## START Task data

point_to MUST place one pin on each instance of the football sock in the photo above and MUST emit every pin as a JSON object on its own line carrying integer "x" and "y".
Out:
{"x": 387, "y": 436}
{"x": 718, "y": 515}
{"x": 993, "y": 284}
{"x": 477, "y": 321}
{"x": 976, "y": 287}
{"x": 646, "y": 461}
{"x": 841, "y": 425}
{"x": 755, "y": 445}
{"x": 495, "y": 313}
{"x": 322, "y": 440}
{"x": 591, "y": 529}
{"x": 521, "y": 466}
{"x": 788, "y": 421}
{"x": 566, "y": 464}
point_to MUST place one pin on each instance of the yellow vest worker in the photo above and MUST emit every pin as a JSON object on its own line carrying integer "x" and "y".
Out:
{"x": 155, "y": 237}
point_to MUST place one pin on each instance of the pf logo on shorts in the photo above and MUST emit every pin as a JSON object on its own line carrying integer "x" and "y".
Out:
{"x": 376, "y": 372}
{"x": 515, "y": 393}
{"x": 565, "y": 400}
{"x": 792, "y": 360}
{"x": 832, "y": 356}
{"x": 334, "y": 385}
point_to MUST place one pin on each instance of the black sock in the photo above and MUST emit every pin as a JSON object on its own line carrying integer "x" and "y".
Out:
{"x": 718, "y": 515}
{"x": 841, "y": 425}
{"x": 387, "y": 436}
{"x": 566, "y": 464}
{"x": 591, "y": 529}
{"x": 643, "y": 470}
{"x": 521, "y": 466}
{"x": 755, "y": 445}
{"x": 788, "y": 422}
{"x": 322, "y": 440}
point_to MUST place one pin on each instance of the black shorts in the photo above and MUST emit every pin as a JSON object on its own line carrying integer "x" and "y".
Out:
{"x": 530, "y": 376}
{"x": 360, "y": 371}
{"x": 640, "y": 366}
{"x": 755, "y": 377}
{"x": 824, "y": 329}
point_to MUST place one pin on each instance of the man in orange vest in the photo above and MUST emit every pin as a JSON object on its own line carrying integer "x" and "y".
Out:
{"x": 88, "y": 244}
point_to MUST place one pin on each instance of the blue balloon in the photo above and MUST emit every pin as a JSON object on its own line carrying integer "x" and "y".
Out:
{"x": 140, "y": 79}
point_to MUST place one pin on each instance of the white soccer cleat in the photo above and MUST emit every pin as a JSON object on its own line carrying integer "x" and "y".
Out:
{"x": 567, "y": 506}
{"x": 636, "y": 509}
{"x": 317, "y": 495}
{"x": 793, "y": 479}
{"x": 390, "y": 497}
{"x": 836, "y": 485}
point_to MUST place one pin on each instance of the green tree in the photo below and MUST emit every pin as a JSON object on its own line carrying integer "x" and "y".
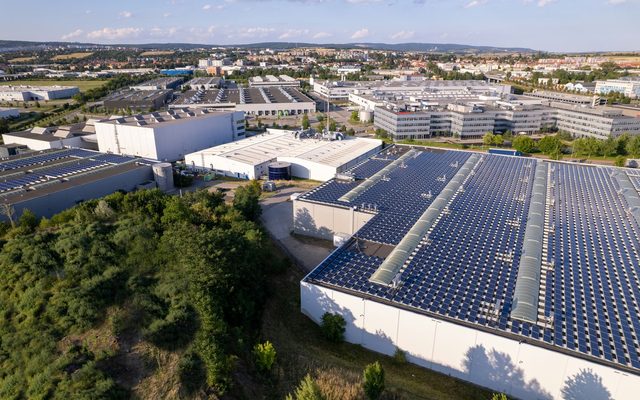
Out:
{"x": 524, "y": 144}
{"x": 247, "y": 200}
{"x": 633, "y": 146}
{"x": 333, "y": 327}
{"x": 307, "y": 390}
{"x": 373, "y": 381}
{"x": 620, "y": 161}
{"x": 488, "y": 138}
{"x": 551, "y": 146}
{"x": 265, "y": 356}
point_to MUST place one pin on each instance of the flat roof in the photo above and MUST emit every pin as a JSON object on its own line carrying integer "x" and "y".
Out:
{"x": 275, "y": 143}
{"x": 173, "y": 116}
{"x": 587, "y": 299}
{"x": 262, "y": 95}
{"x": 36, "y": 174}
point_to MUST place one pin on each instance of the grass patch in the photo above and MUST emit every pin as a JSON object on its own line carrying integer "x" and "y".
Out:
{"x": 71, "y": 56}
{"x": 157, "y": 53}
{"x": 302, "y": 349}
{"x": 83, "y": 85}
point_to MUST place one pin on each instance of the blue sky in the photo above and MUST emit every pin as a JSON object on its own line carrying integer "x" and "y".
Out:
{"x": 552, "y": 25}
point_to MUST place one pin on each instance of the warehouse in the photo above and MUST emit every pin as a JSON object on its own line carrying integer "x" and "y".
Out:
{"x": 535, "y": 293}
{"x": 9, "y": 112}
{"x": 138, "y": 100}
{"x": 158, "y": 84}
{"x": 204, "y": 83}
{"x": 51, "y": 181}
{"x": 310, "y": 158}
{"x": 33, "y": 93}
{"x": 169, "y": 135}
{"x": 254, "y": 101}
{"x": 271, "y": 81}
{"x": 81, "y": 135}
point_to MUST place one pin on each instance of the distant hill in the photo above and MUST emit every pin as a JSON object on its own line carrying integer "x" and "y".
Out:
{"x": 15, "y": 45}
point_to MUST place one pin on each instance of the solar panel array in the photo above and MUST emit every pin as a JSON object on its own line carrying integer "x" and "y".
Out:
{"x": 68, "y": 162}
{"x": 466, "y": 265}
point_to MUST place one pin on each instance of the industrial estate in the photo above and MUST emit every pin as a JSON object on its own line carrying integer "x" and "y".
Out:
{"x": 304, "y": 221}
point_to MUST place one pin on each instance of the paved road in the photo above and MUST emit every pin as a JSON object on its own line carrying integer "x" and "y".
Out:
{"x": 277, "y": 216}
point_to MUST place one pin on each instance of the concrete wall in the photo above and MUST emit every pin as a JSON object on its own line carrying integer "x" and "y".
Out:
{"x": 54, "y": 202}
{"x": 323, "y": 221}
{"x": 516, "y": 368}
{"x": 172, "y": 140}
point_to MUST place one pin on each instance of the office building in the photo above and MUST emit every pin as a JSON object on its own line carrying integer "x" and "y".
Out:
{"x": 253, "y": 101}
{"x": 517, "y": 274}
{"x": 169, "y": 135}
{"x": 629, "y": 87}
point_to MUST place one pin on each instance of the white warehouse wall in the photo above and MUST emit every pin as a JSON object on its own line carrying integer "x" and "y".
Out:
{"x": 171, "y": 140}
{"x": 502, "y": 364}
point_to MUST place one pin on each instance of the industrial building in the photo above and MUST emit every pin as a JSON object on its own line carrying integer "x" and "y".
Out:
{"x": 51, "y": 181}
{"x": 340, "y": 90}
{"x": 80, "y": 135}
{"x": 9, "y": 112}
{"x": 253, "y": 101}
{"x": 308, "y": 157}
{"x": 271, "y": 80}
{"x": 169, "y": 135}
{"x": 138, "y": 100}
{"x": 158, "y": 84}
{"x": 204, "y": 83}
{"x": 536, "y": 291}
{"x": 32, "y": 93}
{"x": 629, "y": 86}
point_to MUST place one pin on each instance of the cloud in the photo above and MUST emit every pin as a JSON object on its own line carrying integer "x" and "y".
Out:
{"x": 403, "y": 35}
{"x": 72, "y": 35}
{"x": 293, "y": 33}
{"x": 321, "y": 35}
{"x": 114, "y": 33}
{"x": 360, "y": 34}
{"x": 475, "y": 3}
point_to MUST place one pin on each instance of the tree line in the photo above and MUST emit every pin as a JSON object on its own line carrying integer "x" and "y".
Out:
{"x": 184, "y": 274}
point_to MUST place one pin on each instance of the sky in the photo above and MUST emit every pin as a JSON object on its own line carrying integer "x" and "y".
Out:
{"x": 548, "y": 25}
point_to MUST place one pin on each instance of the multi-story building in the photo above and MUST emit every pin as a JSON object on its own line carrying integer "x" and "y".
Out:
{"x": 471, "y": 120}
{"x": 630, "y": 87}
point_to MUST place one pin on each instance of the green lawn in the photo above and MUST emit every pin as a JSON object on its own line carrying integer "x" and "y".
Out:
{"x": 83, "y": 85}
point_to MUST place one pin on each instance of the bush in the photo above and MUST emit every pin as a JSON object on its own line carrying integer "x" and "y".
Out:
{"x": 373, "y": 381}
{"x": 265, "y": 356}
{"x": 333, "y": 327}
{"x": 399, "y": 356}
{"x": 307, "y": 390}
{"x": 524, "y": 144}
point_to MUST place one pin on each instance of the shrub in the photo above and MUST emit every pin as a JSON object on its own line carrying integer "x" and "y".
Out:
{"x": 399, "y": 356}
{"x": 307, "y": 390}
{"x": 373, "y": 381}
{"x": 265, "y": 356}
{"x": 333, "y": 327}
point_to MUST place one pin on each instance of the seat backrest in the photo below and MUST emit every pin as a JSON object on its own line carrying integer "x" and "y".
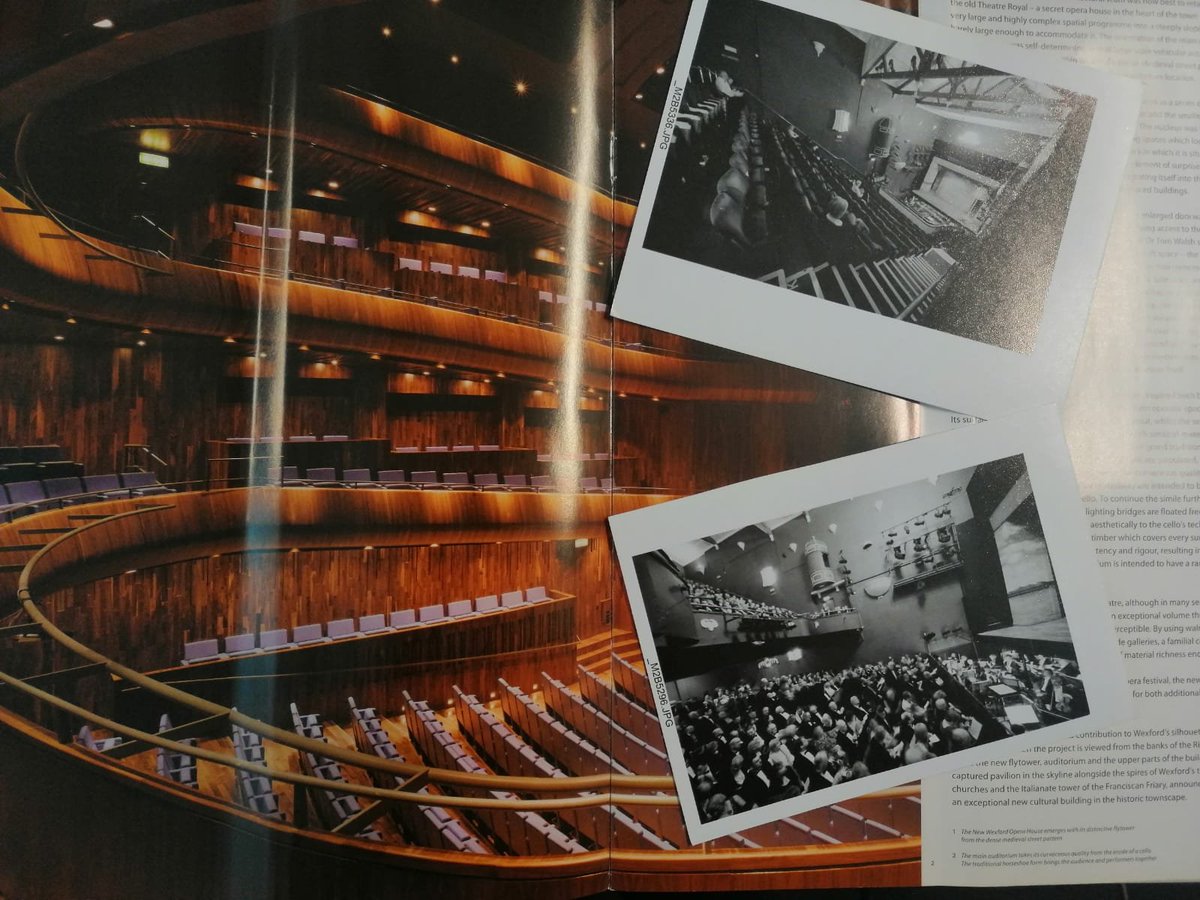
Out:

## END Task data

Quote exactly the lines from the one that contains "point_to MUST place one pin on each instance of the bush" through the end of the listing above, both ends included, leaving out the pictures.

point_to MUST place one pin on each instance of the bush in the photo above and MUST emit every pin as a JSON object on its own line carrying integer "x" and "y".
Out:
{"x": 373, "y": 381}
{"x": 265, "y": 356}
{"x": 333, "y": 327}
{"x": 399, "y": 356}
{"x": 307, "y": 390}
{"x": 524, "y": 144}
point_to MUST place one pin on each instance of the shrub in the photo above and MUST emit every pin as a JSON object on its own line carrying integer "x" and "y".
Out:
{"x": 399, "y": 356}
{"x": 307, "y": 390}
{"x": 373, "y": 381}
{"x": 265, "y": 356}
{"x": 333, "y": 327}
point_to MUST place one pin on each instance of the seat backrest in the photo below and MUST emit every pin as a JSON object on its own line carrying integer "x" and "y".
Out:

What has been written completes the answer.